## THE TASK
Rename "stone pillar" as "stone column" in the lines starting at the one containing "the red tiled" and ending at the one containing "pixel 381 196". Give back only those lines, with everything else left as it is.

## GIVEN RECORDS

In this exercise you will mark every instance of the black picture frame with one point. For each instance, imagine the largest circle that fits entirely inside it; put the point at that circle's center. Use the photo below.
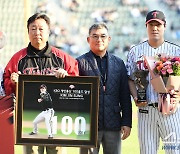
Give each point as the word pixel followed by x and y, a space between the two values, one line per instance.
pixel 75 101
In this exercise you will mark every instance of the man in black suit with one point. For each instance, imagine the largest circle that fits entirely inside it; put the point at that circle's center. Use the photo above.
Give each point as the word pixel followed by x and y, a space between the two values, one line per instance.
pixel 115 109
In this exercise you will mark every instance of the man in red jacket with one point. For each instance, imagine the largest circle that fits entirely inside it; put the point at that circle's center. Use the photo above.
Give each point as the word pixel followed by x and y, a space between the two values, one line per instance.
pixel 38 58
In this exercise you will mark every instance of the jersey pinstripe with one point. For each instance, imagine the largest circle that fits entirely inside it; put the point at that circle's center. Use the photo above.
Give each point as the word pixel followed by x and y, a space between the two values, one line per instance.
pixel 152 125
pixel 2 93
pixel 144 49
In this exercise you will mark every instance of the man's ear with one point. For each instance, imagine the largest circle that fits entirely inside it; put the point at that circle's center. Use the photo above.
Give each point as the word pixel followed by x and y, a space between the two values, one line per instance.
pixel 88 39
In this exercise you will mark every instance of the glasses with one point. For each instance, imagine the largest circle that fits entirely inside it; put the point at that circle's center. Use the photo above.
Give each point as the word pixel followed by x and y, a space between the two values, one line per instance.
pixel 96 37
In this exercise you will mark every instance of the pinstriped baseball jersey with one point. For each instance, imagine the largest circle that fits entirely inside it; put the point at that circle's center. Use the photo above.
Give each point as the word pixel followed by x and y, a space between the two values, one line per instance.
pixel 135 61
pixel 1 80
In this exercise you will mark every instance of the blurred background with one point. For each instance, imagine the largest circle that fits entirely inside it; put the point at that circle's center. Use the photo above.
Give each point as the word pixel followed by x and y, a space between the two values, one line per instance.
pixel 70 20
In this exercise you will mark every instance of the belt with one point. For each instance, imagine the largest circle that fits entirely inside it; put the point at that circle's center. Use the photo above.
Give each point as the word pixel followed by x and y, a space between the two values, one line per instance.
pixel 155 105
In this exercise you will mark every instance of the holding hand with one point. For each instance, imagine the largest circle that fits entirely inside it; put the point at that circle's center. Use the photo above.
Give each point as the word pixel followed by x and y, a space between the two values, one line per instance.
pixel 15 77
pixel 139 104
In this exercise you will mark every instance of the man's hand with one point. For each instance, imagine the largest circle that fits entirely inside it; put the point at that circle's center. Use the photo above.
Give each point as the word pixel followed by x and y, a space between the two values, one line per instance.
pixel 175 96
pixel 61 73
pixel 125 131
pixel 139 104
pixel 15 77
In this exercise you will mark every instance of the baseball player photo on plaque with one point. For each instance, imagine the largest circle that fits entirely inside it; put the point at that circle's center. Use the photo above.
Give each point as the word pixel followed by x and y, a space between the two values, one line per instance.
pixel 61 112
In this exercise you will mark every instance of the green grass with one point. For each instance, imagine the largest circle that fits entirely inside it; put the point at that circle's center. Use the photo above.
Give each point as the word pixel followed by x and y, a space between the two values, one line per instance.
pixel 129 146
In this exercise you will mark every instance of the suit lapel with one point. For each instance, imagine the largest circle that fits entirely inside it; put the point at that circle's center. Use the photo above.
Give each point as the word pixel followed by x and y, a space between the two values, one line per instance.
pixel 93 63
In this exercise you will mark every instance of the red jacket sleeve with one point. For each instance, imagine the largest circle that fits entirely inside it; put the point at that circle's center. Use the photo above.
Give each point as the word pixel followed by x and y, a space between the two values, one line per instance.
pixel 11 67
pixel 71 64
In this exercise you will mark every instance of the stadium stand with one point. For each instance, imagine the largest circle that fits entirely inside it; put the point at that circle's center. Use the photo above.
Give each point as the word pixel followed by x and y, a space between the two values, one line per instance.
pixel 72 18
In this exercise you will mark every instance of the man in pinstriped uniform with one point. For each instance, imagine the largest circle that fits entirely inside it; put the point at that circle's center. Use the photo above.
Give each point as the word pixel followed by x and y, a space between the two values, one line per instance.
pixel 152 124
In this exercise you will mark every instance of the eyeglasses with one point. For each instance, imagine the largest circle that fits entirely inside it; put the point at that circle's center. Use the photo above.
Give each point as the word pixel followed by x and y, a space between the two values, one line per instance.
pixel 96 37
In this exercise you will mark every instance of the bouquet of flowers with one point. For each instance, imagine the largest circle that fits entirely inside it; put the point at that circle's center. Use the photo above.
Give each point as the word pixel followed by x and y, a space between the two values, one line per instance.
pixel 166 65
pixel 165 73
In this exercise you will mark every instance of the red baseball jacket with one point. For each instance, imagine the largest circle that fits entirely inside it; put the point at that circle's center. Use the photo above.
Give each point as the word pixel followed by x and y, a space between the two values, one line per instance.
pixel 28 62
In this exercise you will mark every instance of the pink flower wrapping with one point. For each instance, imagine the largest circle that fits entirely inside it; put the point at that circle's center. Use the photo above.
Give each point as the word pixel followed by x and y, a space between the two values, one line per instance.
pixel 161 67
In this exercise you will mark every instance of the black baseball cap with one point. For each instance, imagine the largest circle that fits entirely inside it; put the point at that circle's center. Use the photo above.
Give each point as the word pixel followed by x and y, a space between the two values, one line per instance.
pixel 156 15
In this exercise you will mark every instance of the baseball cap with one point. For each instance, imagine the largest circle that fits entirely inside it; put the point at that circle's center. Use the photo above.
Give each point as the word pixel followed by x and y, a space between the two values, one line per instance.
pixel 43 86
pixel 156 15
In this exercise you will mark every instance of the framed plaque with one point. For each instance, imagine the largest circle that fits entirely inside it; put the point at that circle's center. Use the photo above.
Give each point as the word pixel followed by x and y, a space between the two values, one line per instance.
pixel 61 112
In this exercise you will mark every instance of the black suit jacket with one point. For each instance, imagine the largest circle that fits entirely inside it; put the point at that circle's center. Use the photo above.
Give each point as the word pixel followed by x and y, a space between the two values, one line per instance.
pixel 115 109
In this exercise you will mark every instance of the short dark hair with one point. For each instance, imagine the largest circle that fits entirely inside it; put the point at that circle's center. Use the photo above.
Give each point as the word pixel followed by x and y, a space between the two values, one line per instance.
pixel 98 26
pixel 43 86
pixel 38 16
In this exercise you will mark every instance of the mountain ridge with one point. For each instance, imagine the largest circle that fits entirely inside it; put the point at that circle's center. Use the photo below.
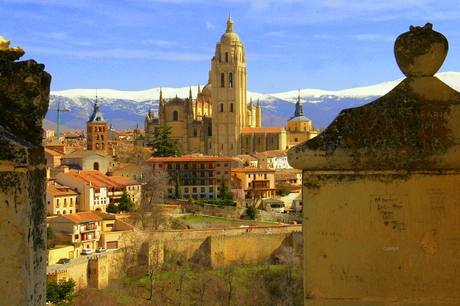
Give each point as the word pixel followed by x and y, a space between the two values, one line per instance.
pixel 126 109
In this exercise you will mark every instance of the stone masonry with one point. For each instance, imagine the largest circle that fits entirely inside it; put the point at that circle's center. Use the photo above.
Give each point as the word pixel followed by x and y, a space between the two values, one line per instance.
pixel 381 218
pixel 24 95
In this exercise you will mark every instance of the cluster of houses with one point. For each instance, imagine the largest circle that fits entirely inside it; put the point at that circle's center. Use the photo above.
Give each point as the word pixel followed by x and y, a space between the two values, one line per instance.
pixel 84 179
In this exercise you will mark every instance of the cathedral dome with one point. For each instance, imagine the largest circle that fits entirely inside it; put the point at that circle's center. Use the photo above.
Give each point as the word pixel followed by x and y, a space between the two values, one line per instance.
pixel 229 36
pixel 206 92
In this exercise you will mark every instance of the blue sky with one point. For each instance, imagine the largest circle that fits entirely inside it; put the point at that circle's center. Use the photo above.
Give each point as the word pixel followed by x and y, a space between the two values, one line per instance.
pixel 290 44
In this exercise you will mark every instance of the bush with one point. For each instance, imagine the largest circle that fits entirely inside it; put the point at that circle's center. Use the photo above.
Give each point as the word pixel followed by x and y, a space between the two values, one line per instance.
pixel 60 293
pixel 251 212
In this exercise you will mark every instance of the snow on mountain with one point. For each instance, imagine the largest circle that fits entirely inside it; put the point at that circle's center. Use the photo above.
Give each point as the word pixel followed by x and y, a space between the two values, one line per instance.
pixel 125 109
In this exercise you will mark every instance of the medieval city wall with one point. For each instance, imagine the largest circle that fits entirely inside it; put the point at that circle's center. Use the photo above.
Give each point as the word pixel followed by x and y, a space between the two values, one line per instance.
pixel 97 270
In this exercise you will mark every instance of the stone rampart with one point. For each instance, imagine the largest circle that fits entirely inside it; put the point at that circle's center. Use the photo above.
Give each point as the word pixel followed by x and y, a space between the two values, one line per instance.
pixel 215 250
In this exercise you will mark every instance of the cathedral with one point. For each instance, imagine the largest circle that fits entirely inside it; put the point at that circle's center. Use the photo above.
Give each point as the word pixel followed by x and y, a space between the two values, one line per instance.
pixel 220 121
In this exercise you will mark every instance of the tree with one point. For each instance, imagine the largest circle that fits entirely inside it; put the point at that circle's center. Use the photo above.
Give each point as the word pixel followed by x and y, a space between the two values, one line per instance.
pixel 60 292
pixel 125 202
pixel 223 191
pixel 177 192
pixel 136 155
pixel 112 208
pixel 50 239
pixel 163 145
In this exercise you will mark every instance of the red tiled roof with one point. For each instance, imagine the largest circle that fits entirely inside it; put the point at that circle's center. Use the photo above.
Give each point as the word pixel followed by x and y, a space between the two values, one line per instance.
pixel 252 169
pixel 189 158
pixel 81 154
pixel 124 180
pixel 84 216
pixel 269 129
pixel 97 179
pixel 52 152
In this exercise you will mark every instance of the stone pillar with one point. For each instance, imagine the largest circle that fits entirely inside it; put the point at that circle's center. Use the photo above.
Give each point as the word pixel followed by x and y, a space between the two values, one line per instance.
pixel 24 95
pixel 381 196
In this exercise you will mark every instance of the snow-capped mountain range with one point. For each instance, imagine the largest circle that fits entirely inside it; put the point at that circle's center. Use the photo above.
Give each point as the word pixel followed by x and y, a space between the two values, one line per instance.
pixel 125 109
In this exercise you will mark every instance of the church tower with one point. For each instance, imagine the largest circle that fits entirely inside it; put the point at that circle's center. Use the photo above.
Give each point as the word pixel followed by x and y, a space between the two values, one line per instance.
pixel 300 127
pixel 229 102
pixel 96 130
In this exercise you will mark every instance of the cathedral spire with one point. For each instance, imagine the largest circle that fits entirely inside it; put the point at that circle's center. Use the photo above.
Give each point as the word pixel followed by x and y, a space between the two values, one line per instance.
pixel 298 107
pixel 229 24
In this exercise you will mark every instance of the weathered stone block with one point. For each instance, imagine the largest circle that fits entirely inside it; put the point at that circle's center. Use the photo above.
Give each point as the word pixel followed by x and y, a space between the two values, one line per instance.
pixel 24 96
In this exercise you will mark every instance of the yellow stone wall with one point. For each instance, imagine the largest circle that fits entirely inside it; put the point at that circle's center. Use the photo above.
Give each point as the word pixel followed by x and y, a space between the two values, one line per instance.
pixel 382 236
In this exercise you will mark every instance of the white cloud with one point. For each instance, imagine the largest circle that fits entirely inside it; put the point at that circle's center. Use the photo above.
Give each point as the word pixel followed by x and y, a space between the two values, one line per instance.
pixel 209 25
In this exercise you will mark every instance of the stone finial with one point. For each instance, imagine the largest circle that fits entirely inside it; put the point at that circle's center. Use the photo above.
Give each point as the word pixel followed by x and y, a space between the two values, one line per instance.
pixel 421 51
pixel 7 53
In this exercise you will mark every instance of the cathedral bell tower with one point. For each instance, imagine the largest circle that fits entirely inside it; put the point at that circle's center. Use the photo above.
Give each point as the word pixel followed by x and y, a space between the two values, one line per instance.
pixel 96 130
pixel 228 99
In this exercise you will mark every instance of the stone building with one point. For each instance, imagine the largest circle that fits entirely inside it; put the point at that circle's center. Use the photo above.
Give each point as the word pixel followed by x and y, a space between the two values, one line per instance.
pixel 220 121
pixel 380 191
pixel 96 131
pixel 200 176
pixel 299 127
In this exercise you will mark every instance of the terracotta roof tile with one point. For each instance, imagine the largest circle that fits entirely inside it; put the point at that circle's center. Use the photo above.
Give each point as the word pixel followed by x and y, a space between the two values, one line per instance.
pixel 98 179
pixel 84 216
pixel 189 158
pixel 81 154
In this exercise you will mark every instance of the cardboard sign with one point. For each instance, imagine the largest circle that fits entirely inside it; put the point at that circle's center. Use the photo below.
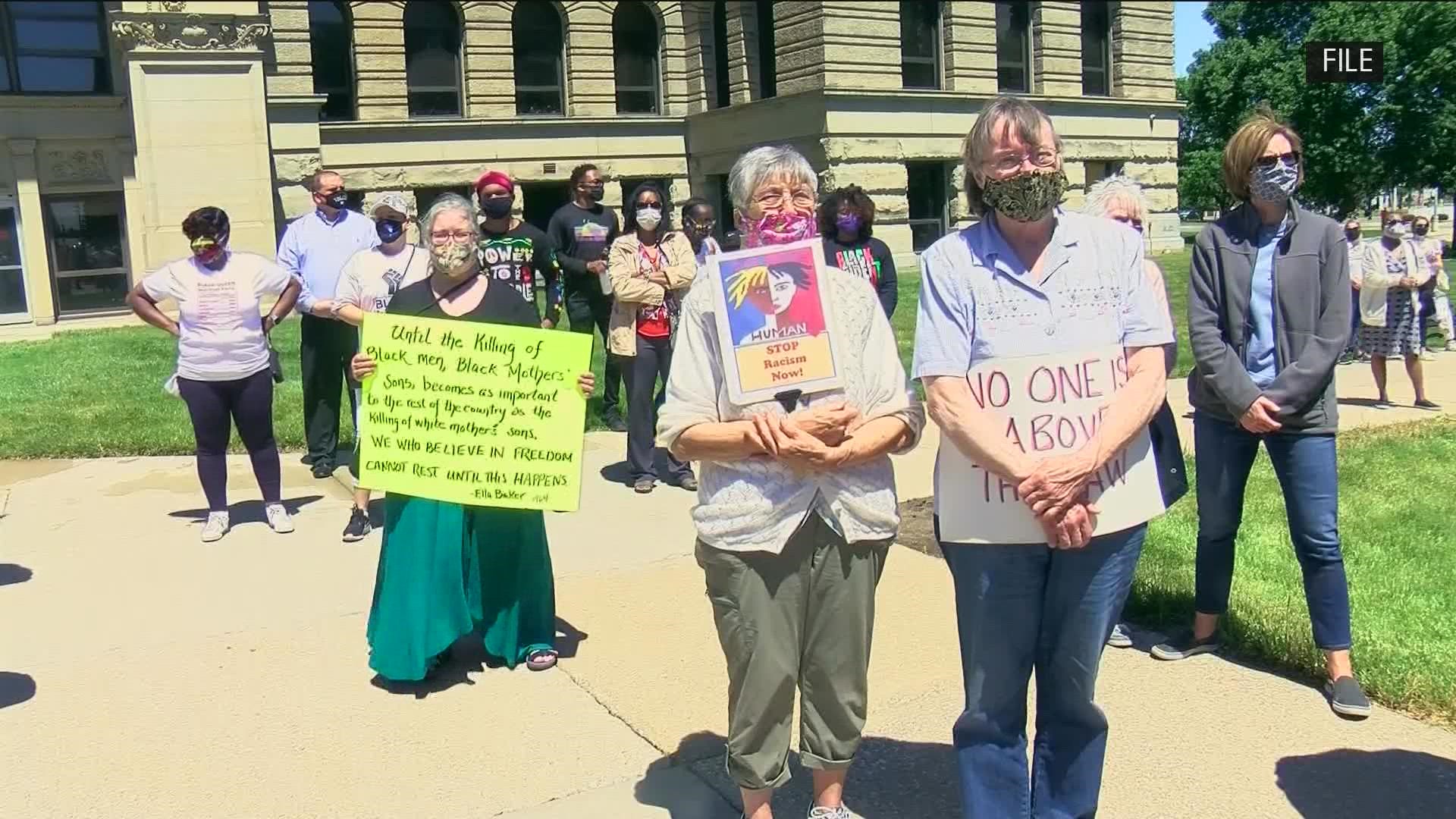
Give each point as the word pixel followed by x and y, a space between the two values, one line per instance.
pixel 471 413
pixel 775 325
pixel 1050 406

## RESPONSE TO THIS EXERCISE
In this exercise you will mark every instance of the red tiled roof with one point. For each instance, imagine the largest circle that fits entirely inside it; put the point at that circle's center. Use the photo above.
Give each point as the word pixel followed by x and y, a space between the two values, one line per instance.
pixel 252 169
pixel 189 158
pixel 81 154
pixel 124 180
pixel 84 216
pixel 269 129
pixel 97 179
pixel 52 152
In this exercise you will mark every instance of the stone column with one point. For each instance, imagine the largest circle that fits entirely inside it; put the point at that circle's center. Use the photo above.
Give each point as the word pixel followed by x and y, a space between the two values, one line per instance.
pixel 24 95
pixel 381 196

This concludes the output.